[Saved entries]
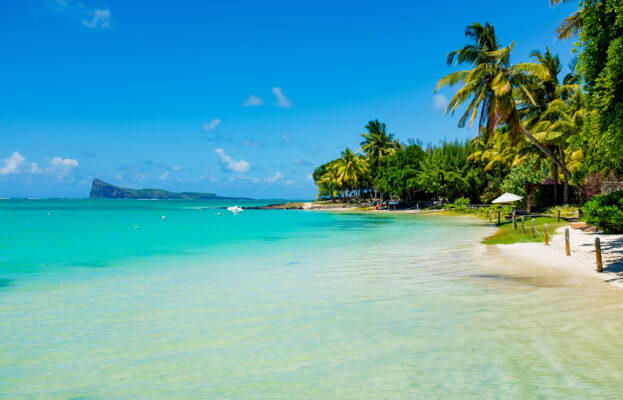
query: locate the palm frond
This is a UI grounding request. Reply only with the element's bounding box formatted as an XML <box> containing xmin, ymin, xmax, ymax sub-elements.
<box><xmin>556</xmin><ymin>11</ymin><xmax>582</xmax><ymax>40</ymax></box>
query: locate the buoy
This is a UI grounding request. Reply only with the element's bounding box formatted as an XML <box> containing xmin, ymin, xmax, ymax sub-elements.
<box><xmin>47</xmin><ymin>213</ymin><xmax>51</xmax><ymax>216</ymax></box>
<box><xmin>217</xmin><ymin>212</ymin><xmax>221</xmax><ymax>216</ymax></box>
<box><xmin>134</xmin><ymin>225</ymin><xmax>139</xmax><ymax>229</ymax></box>
<box><xmin>162</xmin><ymin>216</ymin><xmax>166</xmax><ymax>219</ymax></box>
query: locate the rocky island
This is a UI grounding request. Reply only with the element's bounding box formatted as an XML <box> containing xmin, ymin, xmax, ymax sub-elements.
<box><xmin>89</xmin><ymin>179</ymin><xmax>252</xmax><ymax>200</ymax></box>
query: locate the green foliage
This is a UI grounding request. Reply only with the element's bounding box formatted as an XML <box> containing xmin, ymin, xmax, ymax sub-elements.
<box><xmin>582</xmin><ymin>190</ymin><xmax>623</xmax><ymax>233</ymax></box>
<box><xmin>546</xmin><ymin>204</ymin><xmax>579</xmax><ymax>217</ymax></box>
<box><xmin>500</xmin><ymin>160</ymin><xmax>547</xmax><ymax>197</ymax></box>
<box><xmin>360</xmin><ymin>119</ymin><xmax>401</xmax><ymax>180</ymax></box>
<box><xmin>577</xmin><ymin>0</ymin><xmax>623</xmax><ymax>177</ymax></box>
<box><xmin>476</xmin><ymin>204</ymin><xmax>513</xmax><ymax>220</ymax></box>
<box><xmin>453</xmin><ymin>197</ymin><xmax>470</xmax><ymax>209</ymax></box>
<box><xmin>312</xmin><ymin>161</ymin><xmax>334</xmax><ymax>183</ymax></box>
<box><xmin>417</xmin><ymin>140</ymin><xmax>489</xmax><ymax>202</ymax></box>
<box><xmin>374</xmin><ymin>144</ymin><xmax>426</xmax><ymax>199</ymax></box>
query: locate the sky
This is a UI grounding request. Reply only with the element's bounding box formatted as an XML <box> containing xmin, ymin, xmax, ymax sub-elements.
<box><xmin>0</xmin><ymin>0</ymin><xmax>579</xmax><ymax>199</ymax></box>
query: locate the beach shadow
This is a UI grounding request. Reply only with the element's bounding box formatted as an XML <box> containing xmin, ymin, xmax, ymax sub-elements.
<box><xmin>575</xmin><ymin>235</ymin><xmax>623</xmax><ymax>280</ymax></box>
<box><xmin>471</xmin><ymin>273</ymin><xmax>565</xmax><ymax>288</ymax></box>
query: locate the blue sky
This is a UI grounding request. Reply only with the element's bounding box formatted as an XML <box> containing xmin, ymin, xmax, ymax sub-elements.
<box><xmin>0</xmin><ymin>0</ymin><xmax>578</xmax><ymax>199</ymax></box>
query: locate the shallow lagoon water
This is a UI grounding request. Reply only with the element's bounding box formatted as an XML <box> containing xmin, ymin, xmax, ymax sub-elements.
<box><xmin>1</xmin><ymin>200</ymin><xmax>623</xmax><ymax>399</ymax></box>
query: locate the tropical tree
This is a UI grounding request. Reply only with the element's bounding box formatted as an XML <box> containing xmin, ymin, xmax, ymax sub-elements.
<box><xmin>435</xmin><ymin>22</ymin><xmax>573</xmax><ymax>197</ymax></box>
<box><xmin>374</xmin><ymin>143</ymin><xmax>426</xmax><ymax>200</ymax></box>
<box><xmin>417</xmin><ymin>140</ymin><xmax>489</xmax><ymax>202</ymax></box>
<box><xmin>500</xmin><ymin>159</ymin><xmax>548</xmax><ymax>211</ymax></box>
<box><xmin>335</xmin><ymin>148</ymin><xmax>368</xmax><ymax>200</ymax></box>
<box><xmin>316</xmin><ymin>161</ymin><xmax>340</xmax><ymax>200</ymax></box>
<box><xmin>575</xmin><ymin>0</ymin><xmax>623</xmax><ymax>178</ymax></box>
<box><xmin>360</xmin><ymin>119</ymin><xmax>400</xmax><ymax>199</ymax></box>
<box><xmin>533</xmin><ymin>87</ymin><xmax>586</xmax><ymax>202</ymax></box>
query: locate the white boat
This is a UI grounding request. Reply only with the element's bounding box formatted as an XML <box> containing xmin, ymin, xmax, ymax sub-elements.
<box><xmin>227</xmin><ymin>206</ymin><xmax>243</xmax><ymax>215</ymax></box>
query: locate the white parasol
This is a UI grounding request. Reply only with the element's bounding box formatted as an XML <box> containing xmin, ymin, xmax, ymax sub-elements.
<box><xmin>491</xmin><ymin>193</ymin><xmax>523</xmax><ymax>204</ymax></box>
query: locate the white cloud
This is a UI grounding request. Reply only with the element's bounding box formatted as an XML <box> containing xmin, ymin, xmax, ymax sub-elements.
<box><xmin>203</xmin><ymin>118</ymin><xmax>221</xmax><ymax>131</ymax></box>
<box><xmin>433</xmin><ymin>94</ymin><xmax>448</xmax><ymax>111</ymax></box>
<box><xmin>241</xmin><ymin>139</ymin><xmax>264</xmax><ymax>148</ymax></box>
<box><xmin>281</xmin><ymin>133</ymin><xmax>291</xmax><ymax>144</ymax></box>
<box><xmin>306</xmin><ymin>173</ymin><xmax>313</xmax><ymax>182</ymax></box>
<box><xmin>272</xmin><ymin>87</ymin><xmax>293</xmax><ymax>108</ymax></box>
<box><xmin>0</xmin><ymin>152</ymin><xmax>78</xmax><ymax>179</ymax></box>
<box><xmin>171</xmin><ymin>165</ymin><xmax>181</xmax><ymax>171</ymax></box>
<box><xmin>0</xmin><ymin>152</ymin><xmax>29</xmax><ymax>175</ymax></box>
<box><xmin>242</xmin><ymin>95</ymin><xmax>264</xmax><ymax>107</ymax></box>
<box><xmin>159</xmin><ymin>171</ymin><xmax>169</xmax><ymax>180</ymax></box>
<box><xmin>214</xmin><ymin>148</ymin><xmax>250</xmax><ymax>173</ymax></box>
<box><xmin>82</xmin><ymin>8</ymin><xmax>111</xmax><ymax>29</ymax></box>
<box><xmin>51</xmin><ymin>1</ymin><xmax>112</xmax><ymax>30</ymax></box>
<box><xmin>48</xmin><ymin>156</ymin><xmax>79</xmax><ymax>178</ymax></box>
<box><xmin>266</xmin><ymin>171</ymin><xmax>283</xmax><ymax>183</ymax></box>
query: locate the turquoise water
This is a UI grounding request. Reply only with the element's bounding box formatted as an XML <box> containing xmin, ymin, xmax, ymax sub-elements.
<box><xmin>2</xmin><ymin>200</ymin><xmax>623</xmax><ymax>399</ymax></box>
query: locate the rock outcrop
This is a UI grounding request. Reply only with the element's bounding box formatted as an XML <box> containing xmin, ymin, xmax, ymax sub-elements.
<box><xmin>89</xmin><ymin>179</ymin><xmax>252</xmax><ymax>200</ymax></box>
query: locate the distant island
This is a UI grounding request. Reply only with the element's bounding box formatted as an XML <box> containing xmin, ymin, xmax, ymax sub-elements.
<box><xmin>89</xmin><ymin>179</ymin><xmax>253</xmax><ymax>200</ymax></box>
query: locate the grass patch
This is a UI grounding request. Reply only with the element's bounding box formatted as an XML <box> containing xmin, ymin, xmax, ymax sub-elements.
<box><xmin>424</xmin><ymin>208</ymin><xmax>475</xmax><ymax>216</ymax></box>
<box><xmin>482</xmin><ymin>216</ymin><xmax>568</xmax><ymax>245</ymax></box>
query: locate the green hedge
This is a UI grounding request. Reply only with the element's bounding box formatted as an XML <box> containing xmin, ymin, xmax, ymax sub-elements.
<box><xmin>582</xmin><ymin>190</ymin><xmax>623</xmax><ymax>233</ymax></box>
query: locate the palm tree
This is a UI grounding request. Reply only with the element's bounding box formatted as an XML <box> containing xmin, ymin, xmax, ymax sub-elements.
<box><xmin>533</xmin><ymin>87</ymin><xmax>586</xmax><ymax>203</ymax></box>
<box><xmin>360</xmin><ymin>120</ymin><xmax>400</xmax><ymax>169</ymax></box>
<box><xmin>518</xmin><ymin>48</ymin><xmax>562</xmax><ymax>129</ymax></box>
<box><xmin>317</xmin><ymin>162</ymin><xmax>340</xmax><ymax>201</ymax></box>
<box><xmin>516</xmin><ymin>47</ymin><xmax>565</xmax><ymax>202</ymax></box>
<box><xmin>435</xmin><ymin>22</ymin><xmax>572</xmax><ymax>191</ymax></box>
<box><xmin>335</xmin><ymin>148</ymin><xmax>368</xmax><ymax>200</ymax></box>
<box><xmin>468</xmin><ymin>127</ymin><xmax>531</xmax><ymax>174</ymax></box>
<box><xmin>360</xmin><ymin>119</ymin><xmax>400</xmax><ymax>200</ymax></box>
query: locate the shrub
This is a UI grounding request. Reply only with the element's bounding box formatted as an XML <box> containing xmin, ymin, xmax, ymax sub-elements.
<box><xmin>453</xmin><ymin>197</ymin><xmax>470</xmax><ymax>209</ymax></box>
<box><xmin>546</xmin><ymin>205</ymin><xmax>579</xmax><ymax>217</ymax></box>
<box><xmin>582</xmin><ymin>190</ymin><xmax>623</xmax><ymax>233</ymax></box>
<box><xmin>477</xmin><ymin>204</ymin><xmax>513</xmax><ymax>220</ymax></box>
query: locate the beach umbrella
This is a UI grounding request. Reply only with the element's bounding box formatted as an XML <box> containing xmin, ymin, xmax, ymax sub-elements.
<box><xmin>491</xmin><ymin>192</ymin><xmax>523</xmax><ymax>204</ymax></box>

■ Work task
May I have only the lines from the start of the data through the line containing "query: locate the buoy", both included, reproduced exactly and without the pictures?

■ Your response
query: locate the palm frond
This is a UI grounding request. Reply only with the element's bounding box formatted as an XML <box> containing xmin, ymin, xmax, ymax sub-elements.
<box><xmin>556</xmin><ymin>11</ymin><xmax>582</xmax><ymax>40</ymax></box>
query: locate the buoy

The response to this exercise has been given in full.